PROVIDED TEXT ::
# Freshwater to Salt..?!



## KayakAngler (Nov 25, 2012)

Gday all, 
I have fished fresh water all my life, being reasonably new to kayak fishing and recently moving up north i have decided to chase some beasts of the salt! With queenfish, cobia and GTs all on the target list is there any tips/tricks for handling big fish in a kayak? i have a good set of lip grips already and am up for the challenge


----------



## Tom84 (Feb 21, 2012)

Don't live up north but net and gaff would be a start.
If you need to grab a fish the best place to grab is the tail or under the gills, then to handle them on the kayak just bear hug or grab around/under the gills.
Also make sure the fish is worn out.


----------



## sunshiner (Feb 22, 2006)

It would be useful to know where you are going to fish, KA. But if you are going to kill the big fish you are seeking you'll need somewhere to store them where they are kept cool after capture. This typically means at least a metre of clear length space, preferably under cover. Many who catch big fish from kayaks employ a tail rope also. I doubt that you'll get much value from a landing net as you'll find any net large enough is a pain to carry and very hard to wield one-handed. A gaff is the best solution and can allow you to release fish if used with care.

Wait until the fish is very tired before attempting to bring it aboard. Keep the sharp end and its attendant lure with swinging trebles well away from your hands, feet and goolies. Handle with care. Take a camera to lend your capture stories credibility.


----------



## scater (Nov 24, 2007)

Agreed with all of Kev's suggestions. No disrespect to Tom but the tail and gills can be dangerous places to grab. GTs have sharp tail flukes and barra sharp gill rakers for example. A gaff or lipgrips would be the best place to start.


----------



## Tom84 (Feb 21, 2012)

Forgot about all the spikey and Toothies things up there haha :lol:


----------



## wetbeaver (Nov 26, 2011)

maybe go out with someone for a couple of goes before going on your own mate. its probably safer.

i haven't yet been in a yak since moving up north. i heard some trippy stuff.

where up north are you KA.


----------



## KayakAngler (Nov 25, 2012)

G'day guys, 
Thanks very much for the replies! All good points and i will take them all with me when I'm on the water. I have a few buddy's that know the area well so ill be going with them for sure before I venture out on my own. Loving the forum and hope to be posting up some great catches to come! 
Cheers


----------

DATA ENTRIES ::
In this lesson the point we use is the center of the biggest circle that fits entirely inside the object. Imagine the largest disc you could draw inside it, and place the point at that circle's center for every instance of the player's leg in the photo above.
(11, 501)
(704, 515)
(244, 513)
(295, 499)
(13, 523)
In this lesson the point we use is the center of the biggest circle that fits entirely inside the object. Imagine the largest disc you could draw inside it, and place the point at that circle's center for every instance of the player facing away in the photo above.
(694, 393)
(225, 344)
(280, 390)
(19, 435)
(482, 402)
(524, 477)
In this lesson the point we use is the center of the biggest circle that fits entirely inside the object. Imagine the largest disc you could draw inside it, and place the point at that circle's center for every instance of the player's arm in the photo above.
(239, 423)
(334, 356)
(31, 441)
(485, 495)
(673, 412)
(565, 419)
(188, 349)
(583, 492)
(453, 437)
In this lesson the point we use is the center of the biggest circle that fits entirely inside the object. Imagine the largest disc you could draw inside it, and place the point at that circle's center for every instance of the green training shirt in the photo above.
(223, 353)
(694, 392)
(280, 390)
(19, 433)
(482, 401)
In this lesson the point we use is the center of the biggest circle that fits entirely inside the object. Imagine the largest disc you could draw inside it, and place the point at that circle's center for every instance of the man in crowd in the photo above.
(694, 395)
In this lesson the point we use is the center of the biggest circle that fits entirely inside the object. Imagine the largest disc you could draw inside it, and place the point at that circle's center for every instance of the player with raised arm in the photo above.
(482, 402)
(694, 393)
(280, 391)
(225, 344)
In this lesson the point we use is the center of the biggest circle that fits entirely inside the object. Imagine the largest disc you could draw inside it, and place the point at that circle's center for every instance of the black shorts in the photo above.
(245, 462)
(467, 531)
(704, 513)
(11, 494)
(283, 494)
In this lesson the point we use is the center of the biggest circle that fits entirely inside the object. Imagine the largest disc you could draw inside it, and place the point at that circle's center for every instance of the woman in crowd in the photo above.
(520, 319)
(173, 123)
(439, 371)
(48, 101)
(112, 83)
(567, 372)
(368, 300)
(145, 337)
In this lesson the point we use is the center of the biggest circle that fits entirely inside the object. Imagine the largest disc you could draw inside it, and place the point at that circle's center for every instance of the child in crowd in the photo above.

SET TASK ::
Which fish does KayakAngler name as targets in the kayak fishing thread? The lines have nothing to do with the kayak fishing thread.

OUTPUT ::
Queenfish, cobia and GTs.